— WHAT NEEDS TO BE DONE —
Write out every line of the rows below again, requests included, but leave out the pictures. In each answer, multiply every polygon coordinate by 2.45 and round it to a whole number, with halves rounded up. Numbers in the requests and their sample lines stay as they are.

________________

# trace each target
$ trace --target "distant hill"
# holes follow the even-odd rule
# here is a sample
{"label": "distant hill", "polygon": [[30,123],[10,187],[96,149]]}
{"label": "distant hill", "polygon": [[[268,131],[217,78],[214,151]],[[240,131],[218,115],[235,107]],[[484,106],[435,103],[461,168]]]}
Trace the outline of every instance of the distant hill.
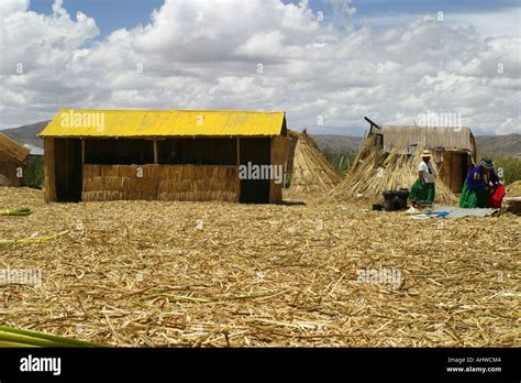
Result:
{"label": "distant hill", "polygon": [[3,129],[0,133],[5,134],[10,139],[21,143],[30,144],[36,147],[43,147],[43,140],[37,136],[40,132],[47,125],[49,121],[36,122],[30,125],[19,128]]}
{"label": "distant hill", "polygon": [[[26,143],[43,147],[42,139],[37,134],[48,122],[36,122],[19,128],[0,130],[0,132],[22,144]],[[332,153],[356,153],[362,143],[362,138],[354,135],[311,134],[311,136],[322,151],[328,150]],[[521,156],[521,134],[477,135],[475,139],[479,156]]]}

________________

— OUTPUT OF THE TASK —
# trace each target
$ trace --target "distant hill"
# holes follow the even-odd rule
# here is a sample
{"label": "distant hill", "polygon": [[30,123],[10,187],[96,149]]}
{"label": "distant hill", "polygon": [[[268,131],[217,78],[214,151]],[[240,131],[218,115],[235,107]],[[484,106],[435,103],[461,168]]]}
Trace the outline of every instance of the distant hill.
Result:
{"label": "distant hill", "polygon": [[7,316],[0,326],[12,328],[25,341],[51,350],[74,353],[88,360],[105,360],[105,343],[91,333],[98,323],[115,306],[120,296],[88,299],[74,306],[47,314]]}
{"label": "distant hill", "polygon": [[[64,350],[105,360],[103,341],[91,328],[118,299],[88,299],[47,314],[0,319],[0,323],[54,353]],[[813,375],[872,375],[887,350],[887,338],[867,331],[762,328],[762,333],[789,370],[804,368]],[[1276,382],[1276,328],[1169,331],[1164,341],[1174,382]]]}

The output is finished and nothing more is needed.